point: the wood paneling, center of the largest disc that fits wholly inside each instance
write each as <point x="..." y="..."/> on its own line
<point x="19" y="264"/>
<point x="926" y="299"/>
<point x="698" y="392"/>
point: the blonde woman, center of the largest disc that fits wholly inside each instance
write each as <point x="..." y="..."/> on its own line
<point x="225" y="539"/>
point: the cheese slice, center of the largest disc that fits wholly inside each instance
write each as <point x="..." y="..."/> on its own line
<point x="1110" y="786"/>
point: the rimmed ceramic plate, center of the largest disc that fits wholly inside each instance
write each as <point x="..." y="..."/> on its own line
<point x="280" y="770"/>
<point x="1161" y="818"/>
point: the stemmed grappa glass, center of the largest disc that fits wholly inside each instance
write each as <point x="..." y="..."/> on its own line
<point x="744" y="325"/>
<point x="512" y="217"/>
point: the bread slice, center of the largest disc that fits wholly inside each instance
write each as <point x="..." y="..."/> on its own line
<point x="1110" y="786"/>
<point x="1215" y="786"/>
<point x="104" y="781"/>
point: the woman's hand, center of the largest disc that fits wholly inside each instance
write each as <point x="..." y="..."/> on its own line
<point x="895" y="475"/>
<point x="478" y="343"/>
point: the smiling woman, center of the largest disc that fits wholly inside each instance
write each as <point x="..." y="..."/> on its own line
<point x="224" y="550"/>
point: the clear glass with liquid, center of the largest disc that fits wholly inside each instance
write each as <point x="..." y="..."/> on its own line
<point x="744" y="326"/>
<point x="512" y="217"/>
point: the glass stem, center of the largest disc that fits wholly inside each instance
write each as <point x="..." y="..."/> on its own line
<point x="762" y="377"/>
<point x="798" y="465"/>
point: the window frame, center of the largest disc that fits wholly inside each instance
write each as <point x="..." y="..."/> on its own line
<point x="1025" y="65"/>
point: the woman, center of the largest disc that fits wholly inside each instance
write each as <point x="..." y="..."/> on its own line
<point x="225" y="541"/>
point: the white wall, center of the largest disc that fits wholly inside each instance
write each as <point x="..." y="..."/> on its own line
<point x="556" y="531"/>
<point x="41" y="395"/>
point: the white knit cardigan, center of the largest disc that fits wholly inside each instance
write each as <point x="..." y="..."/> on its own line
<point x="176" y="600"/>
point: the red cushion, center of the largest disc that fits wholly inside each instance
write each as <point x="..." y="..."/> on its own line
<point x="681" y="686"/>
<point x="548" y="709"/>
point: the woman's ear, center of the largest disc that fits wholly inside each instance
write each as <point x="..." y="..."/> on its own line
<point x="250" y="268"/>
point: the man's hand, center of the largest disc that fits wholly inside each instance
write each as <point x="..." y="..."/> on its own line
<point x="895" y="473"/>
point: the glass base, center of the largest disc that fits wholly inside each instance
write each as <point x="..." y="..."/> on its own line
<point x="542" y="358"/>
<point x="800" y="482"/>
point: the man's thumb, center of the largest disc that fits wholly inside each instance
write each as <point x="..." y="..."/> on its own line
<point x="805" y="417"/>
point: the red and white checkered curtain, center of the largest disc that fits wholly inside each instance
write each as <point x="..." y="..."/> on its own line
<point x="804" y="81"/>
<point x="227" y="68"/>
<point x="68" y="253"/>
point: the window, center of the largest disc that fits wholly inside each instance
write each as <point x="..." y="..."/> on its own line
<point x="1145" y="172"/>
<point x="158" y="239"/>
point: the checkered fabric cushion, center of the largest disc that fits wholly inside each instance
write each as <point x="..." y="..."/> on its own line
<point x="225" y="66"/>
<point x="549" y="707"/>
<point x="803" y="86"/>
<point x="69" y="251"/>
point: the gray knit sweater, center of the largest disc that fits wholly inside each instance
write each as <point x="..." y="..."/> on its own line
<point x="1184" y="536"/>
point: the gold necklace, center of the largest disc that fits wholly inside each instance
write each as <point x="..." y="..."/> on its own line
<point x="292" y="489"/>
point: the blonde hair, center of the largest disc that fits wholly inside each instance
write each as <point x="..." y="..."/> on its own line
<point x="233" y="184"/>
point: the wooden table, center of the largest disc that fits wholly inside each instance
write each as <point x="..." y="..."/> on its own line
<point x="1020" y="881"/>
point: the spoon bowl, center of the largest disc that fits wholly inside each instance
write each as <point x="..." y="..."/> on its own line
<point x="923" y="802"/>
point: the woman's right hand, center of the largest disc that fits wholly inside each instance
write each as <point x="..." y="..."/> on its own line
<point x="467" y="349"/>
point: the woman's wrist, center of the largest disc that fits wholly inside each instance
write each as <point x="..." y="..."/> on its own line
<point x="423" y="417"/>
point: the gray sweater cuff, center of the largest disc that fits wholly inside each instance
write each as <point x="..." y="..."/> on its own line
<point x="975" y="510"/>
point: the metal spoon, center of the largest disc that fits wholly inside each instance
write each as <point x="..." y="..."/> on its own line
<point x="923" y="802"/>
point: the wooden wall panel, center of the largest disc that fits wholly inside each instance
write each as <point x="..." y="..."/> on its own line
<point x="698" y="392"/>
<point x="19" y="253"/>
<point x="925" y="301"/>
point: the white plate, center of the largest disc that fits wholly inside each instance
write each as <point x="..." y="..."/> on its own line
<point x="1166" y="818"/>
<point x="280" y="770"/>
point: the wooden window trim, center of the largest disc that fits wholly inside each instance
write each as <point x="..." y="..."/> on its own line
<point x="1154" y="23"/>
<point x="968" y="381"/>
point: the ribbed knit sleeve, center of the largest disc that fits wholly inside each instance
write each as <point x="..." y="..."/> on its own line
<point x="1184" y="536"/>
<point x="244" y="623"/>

**Task requirements**
Rewrite the whole listing, changing every "disc" to "circle" and leaving everything else the same.

**Output of the task**
point: the wood paneling, center of the largest circle that fits wholly inside each instance
write each as <point x="..." y="..."/> on its own line
<point x="19" y="264"/>
<point x="926" y="299"/>
<point x="698" y="392"/>
point: the blonde woman, center of the largest circle that fits wholly inside each instance
write each as <point x="..." y="..."/> on its own line
<point x="225" y="539"/>
point: the cheese slice, center of the largest circle that fits wholly inside each instance
write each as <point x="..." y="..."/> on its own line
<point x="1110" y="786"/>
point: the rimmed ceramic plate, center of the largest circle that fits wholly inside each instance
write each as <point x="..." y="..."/> on its own line
<point x="280" y="770"/>
<point x="1161" y="818"/>
point: the stemmed grappa glass, center of the largest circle that fits wholly inside each instance
write each as <point x="..." y="..."/> on its own line
<point x="744" y="325"/>
<point x="512" y="217"/>
point: the bread slice, center of the largest circle that fits wholly inside each instance
write each as <point x="..." y="..."/> on its own line
<point x="1110" y="786"/>
<point x="1215" y="786"/>
<point x="104" y="781"/>
point: the woman's hand, center of the largest circle that fits wholly inside each instance
write each as <point x="..." y="..."/> on its own line
<point x="895" y="475"/>
<point x="478" y="343"/>
point: the smiling woman, center of the largest circle that fits wholly inside each instance
write each as <point x="..." y="..."/> on its own line
<point x="224" y="550"/>
point: the clear glass with liquid, center of the largest circle that fits wholly inside each instance
write each as <point x="..." y="..."/> on its own line
<point x="744" y="326"/>
<point x="512" y="217"/>
point: the glass stem, center of the largest circle that fits wholly inside each instance
write each as <point x="..." y="..."/> on its own line
<point x="762" y="377"/>
<point x="798" y="465"/>
point: the window frame, center of the largest circle that fits wholly inside each instance
write each as <point x="..." y="..."/> on its own line
<point x="1025" y="65"/>
point: the woman, center of the largest circle that fits wholly inside each instance
write each as <point x="..." y="..."/> on its own line
<point x="225" y="541"/>
point: the white wall, center of the largest circle that fits wholly inside each instance
write each as <point x="..." y="..."/> on its own line
<point x="556" y="531"/>
<point x="41" y="395"/>
point: the white knit cardigan, center of the largest circle that fits wholly inside each instance
write each as <point x="..." y="..."/> on its own line
<point x="176" y="600"/>
point: the red cushion, center of the largest circle that fits wholly inside each instance
write each as <point x="..." y="..."/> on its own line
<point x="681" y="686"/>
<point x="548" y="709"/>
point: the woman's ear, center of the largest circle that fits wholly inside each instance
write each as <point x="..." y="..."/> on its own line
<point x="250" y="268"/>
point: the man's hand, center of the largest circle that fits wholly inside each instance
write each as <point x="..." y="..."/> on its own line
<point x="895" y="473"/>
point: the glass base, center of the largest circle that fits wholly inside each instance
write each as <point x="..." y="..."/> on its own line
<point x="542" y="358"/>
<point x="800" y="482"/>
point: the man's thumb, center of the largest circle that fits wholly inside each instance
write each as <point x="..." y="..."/> on its own line
<point x="805" y="417"/>
point: the red and white checkered curtain, center of the largest circle that fits wholly inside each instance
write each as <point x="..." y="..."/> on its own line
<point x="804" y="81"/>
<point x="227" y="68"/>
<point x="68" y="253"/>
point: the window, center of the largest circle that fits wholly inside each instance
write each as <point x="..." y="..."/> on its own line
<point x="1145" y="172"/>
<point x="158" y="239"/>
point: the checkered fabric cushion, center of the largest circle that fits wholly inside each instance
write each as <point x="..." y="..."/> on its own line
<point x="225" y="66"/>
<point x="549" y="707"/>
<point x="803" y="86"/>
<point x="69" y="251"/>
point: the gray knit sweater, center of the largest circle that fits wholly inside each instance
write each as <point x="..." y="..."/> on its own line
<point x="1184" y="536"/>
point: the gold necklace, center of the largest circle that fits wholly inside each instance
write each as <point x="..." y="..."/> on its own line
<point x="292" y="489"/>
point: the blonde hair, center of the largest circle that fits wholly inside each instance
write each as <point x="..." y="..."/> on its own line
<point x="233" y="184"/>
point: the wooden table, center of the largest circle that fits wholly inside each instance
write each as <point x="..." y="..."/> on its own line
<point x="1020" y="881"/>
point: the spoon bowl, center of the largest circle that fits wholly inside each instance
write each as <point x="..." y="..."/> on its own line
<point x="923" y="802"/>
point: the woman's right hand, center of the largest circle that fits wholly inside each instance
write each as <point x="..." y="..."/> on its own line
<point x="467" y="349"/>
point: the woman's wrist, center of the largest circle that fits wholly inside each instance
write each as <point x="..." y="..."/> on its own line
<point x="423" y="417"/>
point: the gray sweater cuff, center of the largest circle that fits wholly inside each instance
write each as <point x="..." y="..."/> on its own line
<point x="975" y="510"/>
point: the metal spoon, center of the largest circle that fits wholly inside each instance
write each as <point x="..." y="..."/> on its own line
<point x="923" y="802"/>
point: the wooden wall panel, center of the largest circle that fits wholly inside each instance
write each as <point x="..." y="..."/> on its own line
<point x="698" y="392"/>
<point x="19" y="253"/>
<point x="925" y="301"/>
point: the white plate, center of the largest circle that fits wholly inside each instance
write each as <point x="..." y="..."/> on its own line
<point x="1166" y="818"/>
<point x="280" y="770"/>
point: the wooden window trim, center of the largest circle that fits wholly inside each instance
write each as <point x="..." y="..."/> on its own line
<point x="1154" y="23"/>
<point x="968" y="381"/>
point: the ribbed knit sleeve, center of the largest circle that fits wholly inside each instance
write each as <point x="..." y="..."/> on its own line
<point x="1184" y="536"/>
<point x="244" y="623"/>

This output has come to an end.